Without including the images, transcribe each record precisely as it appears below.

Data records
▼
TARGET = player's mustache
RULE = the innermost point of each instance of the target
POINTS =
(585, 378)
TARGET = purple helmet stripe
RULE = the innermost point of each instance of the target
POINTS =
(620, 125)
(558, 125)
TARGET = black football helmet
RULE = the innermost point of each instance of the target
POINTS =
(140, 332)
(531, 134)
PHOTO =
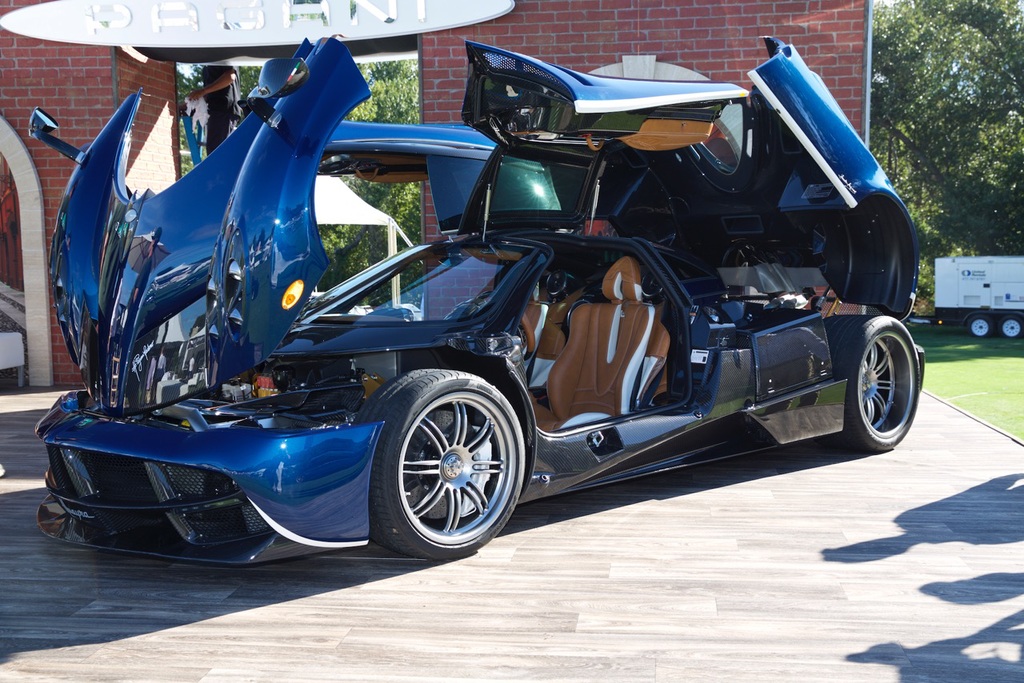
▲
- TASK RESULT:
TARGET = player's mustache
RULE = the innermost point of each instance of the target
POINTS =
(585, 378)
TARGET = purple helmet stripe
RULE = the innermost point of each instance of the target
POINTS =
(620, 125)
(558, 125)
TARGET = black football helmet
RULE = the innermost point of each instance of the target
POINTS =
(140, 332)
(531, 134)
PHOTO =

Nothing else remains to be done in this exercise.